Vignolo señaló que, pese al tiempo transcurrido, la problemática aún no cuenta con una estrategia integral para atender estos casos, pues hay muchos esfuerzos desarticulados. “La actual política no responde a la necesidad de las miles de familias de recuperar los restos de su ser querido, darle una sepultura de acuerdo con sus costumbres y cerrar de esta manera el duelo llevado por décadas”, dijo.
PROYECTO CONSENSUADO NO SE APRUEBA
Recordó que desde hace dos años existe el compromiso del gobierno de contar con una ley de política pública de búsqueda de personas desaparecidas. Ello ha sido plasmado en un proyecto de ley, cuyo texto ha sido trabajado por el Ministerio de Justicia y consensuado por diversos actores de la sociedad civil y del Estado, en mayo del año pasado.
“La iniciativa propone crear un grupo de trabajo para que se encargue de esta labor y adelantar la búsqueda de los restos mientras que la justicia sigue su camino investigando los casos. Es decir, se cambia el orden de prioridades para que las familias identifiquen en menor tiempo a sus seres queridos”, explicó Rafael Barrantes.
Aronés dijo que aunque el Ministerio de Justicia se comprometió a enviar el proyecto al Consejo de Ministros para su aprobación, esto hasta ahora no se cumple. “Nos hemos reunido con el viceministro de Justicia, pero no nos ha dado una fecha”, anotó. En tanto, el referido ministerio informó que se están afinando algunos detalles para aprobar el proyecto antes de fin de año.
ALGUNOS CASOS
“Llevo 32 años esperando saber qué ocurrió”

########################################

| Encargo |
Sigue escribiendo el texto sobre la búsqueda de personas desaparecidas a partir de donde se queda.

Filas de un conjunto de datos para señalar
########################################

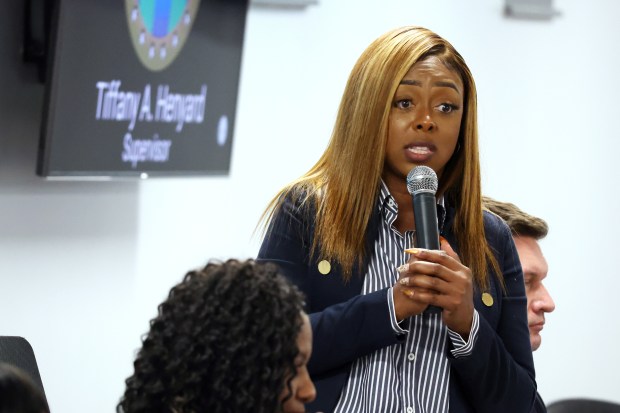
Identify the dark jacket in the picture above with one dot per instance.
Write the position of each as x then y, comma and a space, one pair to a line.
497, 377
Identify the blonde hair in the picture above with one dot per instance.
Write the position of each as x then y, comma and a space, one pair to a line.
343, 185
520, 223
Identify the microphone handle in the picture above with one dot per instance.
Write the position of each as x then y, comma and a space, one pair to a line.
425, 211
426, 229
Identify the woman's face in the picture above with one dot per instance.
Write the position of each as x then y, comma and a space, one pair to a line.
302, 388
424, 122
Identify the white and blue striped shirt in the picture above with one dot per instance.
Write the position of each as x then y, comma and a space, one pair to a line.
414, 375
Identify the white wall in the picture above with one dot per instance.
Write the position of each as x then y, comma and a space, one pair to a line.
83, 265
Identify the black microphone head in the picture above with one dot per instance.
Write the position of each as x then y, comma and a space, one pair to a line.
422, 179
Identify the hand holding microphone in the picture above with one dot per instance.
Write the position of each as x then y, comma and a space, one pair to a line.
434, 276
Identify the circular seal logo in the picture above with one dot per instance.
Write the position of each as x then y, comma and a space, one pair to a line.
159, 28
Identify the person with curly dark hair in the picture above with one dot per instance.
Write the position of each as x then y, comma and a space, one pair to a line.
231, 338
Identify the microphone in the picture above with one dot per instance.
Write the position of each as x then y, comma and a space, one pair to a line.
422, 184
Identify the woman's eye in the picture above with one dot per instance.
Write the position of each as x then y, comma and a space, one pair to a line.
447, 107
403, 104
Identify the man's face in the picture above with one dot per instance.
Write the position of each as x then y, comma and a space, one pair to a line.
539, 301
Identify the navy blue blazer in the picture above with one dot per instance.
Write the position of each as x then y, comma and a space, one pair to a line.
497, 377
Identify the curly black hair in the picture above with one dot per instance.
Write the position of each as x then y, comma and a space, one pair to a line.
224, 341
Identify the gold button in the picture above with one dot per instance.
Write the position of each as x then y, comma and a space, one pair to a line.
324, 267
487, 299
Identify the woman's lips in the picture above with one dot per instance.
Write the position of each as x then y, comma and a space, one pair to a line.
419, 152
537, 327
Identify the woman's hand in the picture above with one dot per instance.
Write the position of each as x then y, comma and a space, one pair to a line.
436, 278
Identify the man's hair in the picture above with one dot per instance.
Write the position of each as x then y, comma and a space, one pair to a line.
519, 222
225, 340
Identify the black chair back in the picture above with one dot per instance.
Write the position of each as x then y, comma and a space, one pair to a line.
583, 406
18, 352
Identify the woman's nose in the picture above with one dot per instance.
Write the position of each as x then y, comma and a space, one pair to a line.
425, 124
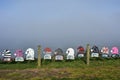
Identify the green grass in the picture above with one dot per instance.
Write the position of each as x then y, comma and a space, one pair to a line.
99, 69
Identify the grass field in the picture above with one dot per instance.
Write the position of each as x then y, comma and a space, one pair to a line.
99, 69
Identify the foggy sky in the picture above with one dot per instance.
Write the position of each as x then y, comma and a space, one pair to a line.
59, 23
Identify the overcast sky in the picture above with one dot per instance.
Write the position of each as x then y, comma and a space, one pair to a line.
59, 23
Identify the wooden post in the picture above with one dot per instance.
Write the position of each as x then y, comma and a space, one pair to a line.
88, 54
39, 56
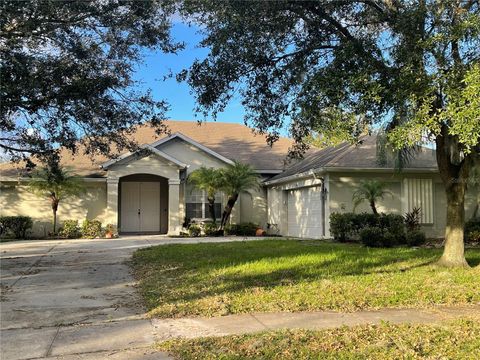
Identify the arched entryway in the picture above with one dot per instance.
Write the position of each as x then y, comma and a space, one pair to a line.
143, 204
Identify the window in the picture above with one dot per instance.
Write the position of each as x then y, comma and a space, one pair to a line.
197, 204
418, 193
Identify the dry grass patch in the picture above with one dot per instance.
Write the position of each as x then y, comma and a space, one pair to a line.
452, 340
287, 275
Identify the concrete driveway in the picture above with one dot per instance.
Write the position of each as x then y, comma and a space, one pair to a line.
72, 299
76, 299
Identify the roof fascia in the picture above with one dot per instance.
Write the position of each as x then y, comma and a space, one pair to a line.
150, 148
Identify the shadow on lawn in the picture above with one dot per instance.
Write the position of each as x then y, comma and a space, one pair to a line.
208, 270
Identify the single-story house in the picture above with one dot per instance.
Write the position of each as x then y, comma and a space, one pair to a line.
146, 192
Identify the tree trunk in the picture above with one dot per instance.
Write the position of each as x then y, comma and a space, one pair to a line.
211, 208
54, 210
454, 252
228, 210
454, 171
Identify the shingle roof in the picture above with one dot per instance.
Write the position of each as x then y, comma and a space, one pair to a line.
232, 140
359, 156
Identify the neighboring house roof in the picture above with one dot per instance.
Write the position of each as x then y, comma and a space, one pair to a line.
231, 141
361, 156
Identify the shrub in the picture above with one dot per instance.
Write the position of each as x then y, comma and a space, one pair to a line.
341, 226
70, 229
412, 219
472, 230
194, 230
349, 225
416, 238
394, 228
91, 229
372, 236
242, 229
210, 229
15, 225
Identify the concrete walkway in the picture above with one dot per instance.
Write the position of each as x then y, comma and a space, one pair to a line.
249, 323
75, 298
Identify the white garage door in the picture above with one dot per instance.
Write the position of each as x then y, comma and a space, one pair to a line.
305, 212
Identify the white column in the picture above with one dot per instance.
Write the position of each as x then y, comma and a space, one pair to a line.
175, 218
112, 202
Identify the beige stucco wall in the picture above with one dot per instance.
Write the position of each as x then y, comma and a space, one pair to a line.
152, 164
253, 207
250, 207
277, 208
101, 200
342, 187
15, 199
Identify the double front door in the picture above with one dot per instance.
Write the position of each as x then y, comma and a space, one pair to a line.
140, 207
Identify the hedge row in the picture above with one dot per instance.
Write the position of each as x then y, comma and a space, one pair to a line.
383, 230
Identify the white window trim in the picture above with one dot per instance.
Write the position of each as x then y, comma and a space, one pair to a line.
218, 200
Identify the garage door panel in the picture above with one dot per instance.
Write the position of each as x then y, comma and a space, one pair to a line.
304, 212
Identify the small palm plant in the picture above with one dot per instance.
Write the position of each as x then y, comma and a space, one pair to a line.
236, 179
370, 191
208, 180
56, 184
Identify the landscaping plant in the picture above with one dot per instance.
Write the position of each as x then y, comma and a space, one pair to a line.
70, 229
208, 180
91, 229
370, 191
15, 225
236, 179
410, 66
56, 184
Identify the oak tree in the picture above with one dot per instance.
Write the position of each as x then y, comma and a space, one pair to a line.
411, 66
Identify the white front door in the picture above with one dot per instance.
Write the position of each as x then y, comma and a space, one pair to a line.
304, 212
140, 207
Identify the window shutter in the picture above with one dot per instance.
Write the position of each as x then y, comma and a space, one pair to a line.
419, 193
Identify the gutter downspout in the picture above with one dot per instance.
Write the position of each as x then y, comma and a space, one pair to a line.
323, 196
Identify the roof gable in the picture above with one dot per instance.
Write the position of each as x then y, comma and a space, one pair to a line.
190, 141
149, 150
360, 156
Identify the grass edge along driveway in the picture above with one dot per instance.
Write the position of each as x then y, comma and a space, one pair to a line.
459, 339
218, 279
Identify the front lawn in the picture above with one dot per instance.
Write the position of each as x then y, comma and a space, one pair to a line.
452, 340
289, 275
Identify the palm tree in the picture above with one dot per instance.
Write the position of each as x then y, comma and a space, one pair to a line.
56, 184
208, 180
370, 191
235, 179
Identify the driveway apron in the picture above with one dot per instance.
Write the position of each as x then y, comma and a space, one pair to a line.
72, 298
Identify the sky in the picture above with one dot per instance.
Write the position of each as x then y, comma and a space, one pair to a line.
157, 64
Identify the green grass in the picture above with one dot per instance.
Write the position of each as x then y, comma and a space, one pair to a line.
452, 340
279, 275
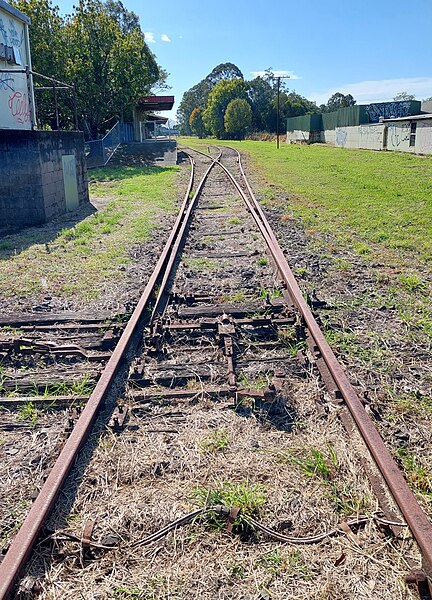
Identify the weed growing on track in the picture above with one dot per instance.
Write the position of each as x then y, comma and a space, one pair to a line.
215, 441
249, 497
312, 462
201, 264
28, 413
81, 260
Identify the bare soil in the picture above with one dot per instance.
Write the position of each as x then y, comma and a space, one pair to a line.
148, 476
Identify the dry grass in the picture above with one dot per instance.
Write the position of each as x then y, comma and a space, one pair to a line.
138, 482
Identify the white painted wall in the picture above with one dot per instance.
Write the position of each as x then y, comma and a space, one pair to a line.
329, 136
297, 136
398, 137
369, 137
424, 137
15, 105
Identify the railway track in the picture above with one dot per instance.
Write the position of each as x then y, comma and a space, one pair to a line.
232, 365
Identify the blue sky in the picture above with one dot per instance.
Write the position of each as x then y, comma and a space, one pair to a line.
370, 49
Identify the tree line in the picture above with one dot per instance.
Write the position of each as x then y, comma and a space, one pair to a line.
99, 48
225, 105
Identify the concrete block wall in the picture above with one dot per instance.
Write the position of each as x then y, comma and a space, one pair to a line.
398, 136
32, 189
369, 137
298, 136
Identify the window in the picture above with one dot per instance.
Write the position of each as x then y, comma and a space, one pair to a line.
413, 130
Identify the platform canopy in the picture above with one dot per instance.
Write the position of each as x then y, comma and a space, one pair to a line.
152, 103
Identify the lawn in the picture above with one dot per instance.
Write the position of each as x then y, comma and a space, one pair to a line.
78, 262
366, 199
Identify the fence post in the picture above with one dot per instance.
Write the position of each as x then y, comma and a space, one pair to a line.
75, 107
30, 98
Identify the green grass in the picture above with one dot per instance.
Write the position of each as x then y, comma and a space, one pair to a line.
249, 497
28, 413
382, 198
312, 462
216, 441
82, 260
201, 265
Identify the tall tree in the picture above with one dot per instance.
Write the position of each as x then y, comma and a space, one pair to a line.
197, 95
196, 122
218, 100
403, 96
261, 95
339, 100
238, 118
101, 49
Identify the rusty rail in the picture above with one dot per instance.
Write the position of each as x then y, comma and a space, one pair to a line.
418, 522
41, 508
416, 519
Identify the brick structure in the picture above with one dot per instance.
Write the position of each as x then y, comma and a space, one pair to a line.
43, 175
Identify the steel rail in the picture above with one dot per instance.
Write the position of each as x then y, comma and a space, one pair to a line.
179, 240
416, 519
23, 542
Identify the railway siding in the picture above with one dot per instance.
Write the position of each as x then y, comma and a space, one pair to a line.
227, 406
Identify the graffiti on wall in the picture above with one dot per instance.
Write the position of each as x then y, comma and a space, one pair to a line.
11, 36
19, 107
6, 82
398, 134
387, 110
424, 137
15, 105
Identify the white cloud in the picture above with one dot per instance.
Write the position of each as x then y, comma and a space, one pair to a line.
149, 37
379, 90
289, 74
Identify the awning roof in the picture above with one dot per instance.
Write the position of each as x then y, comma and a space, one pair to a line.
152, 103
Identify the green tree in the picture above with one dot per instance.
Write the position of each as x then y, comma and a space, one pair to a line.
196, 122
218, 100
339, 100
48, 56
261, 95
197, 95
99, 48
238, 118
403, 96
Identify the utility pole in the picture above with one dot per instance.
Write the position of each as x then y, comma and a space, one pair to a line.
278, 78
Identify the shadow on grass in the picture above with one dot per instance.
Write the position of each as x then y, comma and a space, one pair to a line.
13, 243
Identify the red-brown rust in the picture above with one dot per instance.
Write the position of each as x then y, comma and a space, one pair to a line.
24, 540
418, 522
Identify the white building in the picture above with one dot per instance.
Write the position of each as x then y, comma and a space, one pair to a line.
17, 108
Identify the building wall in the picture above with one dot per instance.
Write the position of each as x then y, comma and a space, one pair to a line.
399, 134
360, 136
15, 102
328, 136
42, 175
298, 136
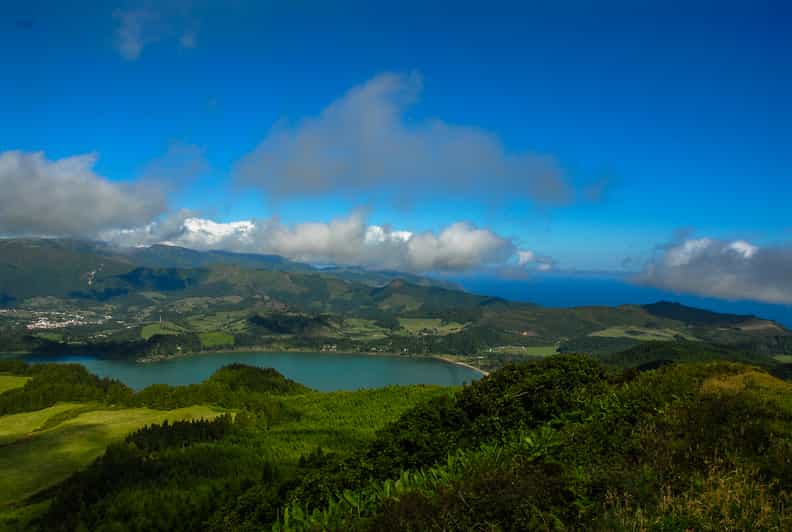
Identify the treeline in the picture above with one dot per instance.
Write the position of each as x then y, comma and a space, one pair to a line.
556, 444
235, 386
51, 383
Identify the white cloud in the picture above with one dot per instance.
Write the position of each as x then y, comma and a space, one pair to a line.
65, 197
725, 269
525, 257
460, 246
135, 31
364, 143
142, 26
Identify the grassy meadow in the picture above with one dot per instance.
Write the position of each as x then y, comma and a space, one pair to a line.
32, 459
9, 382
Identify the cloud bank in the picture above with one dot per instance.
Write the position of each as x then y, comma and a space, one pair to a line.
142, 26
66, 198
457, 247
725, 269
365, 142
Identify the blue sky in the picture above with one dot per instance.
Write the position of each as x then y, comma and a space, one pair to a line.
667, 116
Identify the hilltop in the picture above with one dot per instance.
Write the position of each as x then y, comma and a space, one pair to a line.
555, 444
62, 296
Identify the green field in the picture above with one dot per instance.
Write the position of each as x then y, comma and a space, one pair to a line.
431, 325
36, 460
641, 333
160, 328
340, 421
16, 426
215, 339
531, 350
9, 382
361, 329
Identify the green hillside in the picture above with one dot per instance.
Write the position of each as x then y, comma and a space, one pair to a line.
556, 444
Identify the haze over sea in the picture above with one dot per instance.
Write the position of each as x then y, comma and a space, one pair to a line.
559, 290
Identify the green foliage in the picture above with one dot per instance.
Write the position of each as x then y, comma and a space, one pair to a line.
555, 444
51, 383
688, 447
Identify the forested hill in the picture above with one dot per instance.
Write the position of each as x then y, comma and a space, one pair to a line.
556, 444
63, 267
66, 296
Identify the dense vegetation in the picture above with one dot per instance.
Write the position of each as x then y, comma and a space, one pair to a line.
559, 443
67, 296
234, 386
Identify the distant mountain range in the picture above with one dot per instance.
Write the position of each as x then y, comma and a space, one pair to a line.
64, 295
66, 267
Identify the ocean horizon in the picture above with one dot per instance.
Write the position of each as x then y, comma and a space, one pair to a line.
609, 290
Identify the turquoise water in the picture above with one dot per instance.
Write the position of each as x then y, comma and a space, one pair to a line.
321, 371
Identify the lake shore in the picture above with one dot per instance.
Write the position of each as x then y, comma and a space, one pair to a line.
445, 358
450, 360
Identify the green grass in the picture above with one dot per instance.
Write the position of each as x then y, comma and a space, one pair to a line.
434, 325
165, 327
45, 458
641, 333
234, 321
361, 329
215, 339
17, 426
531, 350
340, 421
9, 382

########################################

| Resultado |
Adelina García Mendoza lleva 32 años buscando a su marido. El 1 de diciembre de 1983, un grupo de 25 encapuchados irrumpió en su casa a medianoche y lo detuvo bajo la acusación de terrorismo político. “Yo me agarré de mi esposo y no lo quería soltar, algo presentía. Él (Zósimo Tenorio) tenía entonces 27 años y trabajaba como cerrajero. Era un ex militar que sirvió a su patria, no era un delincuente cualquiera, pero igual se lo llevaron”, señala.
Después de ser detenido, Zósimo fue golpeado y trasladado al cuartel Los Cabitos, en Ayacucho. “Entonces me dijeron que en 15 días lo trasladarían a la PIP y podría verlo, pero esa espera se ha hecho eterna. Hasta ahora sigo esperando, quiero saber qué pasó, qué le hicieron, dónde está su cuerpo”, indica.
Adelina nunca más vio a Zósimo. Por esos años le dijeron que su esposo fue llevado al distrito de Totos, pero nunca pudo seguir un rastro. “La gente de allí sabe algo, pero como para su búsqueda la Fiscalía tiene que abrir un proceso, no quieren hablar. Tienen miedo y desconfianza”, dice acongojada.
Adelina quiere enterrar a Zósimo, llevarle flores o prenderle una vela a su nicho, pero no puede hacerlo. Cuando hay exhumación de fosas comunes ella tiene la esperanza de reconocerlo. “Sé que llegará el día en que lo encuentre, y para que ese día llegue más pronto pido que aprueben la ley de búsqueda de personas desaparecidas”, manifestó.
“Me dejaron sola con mis ocho hijos”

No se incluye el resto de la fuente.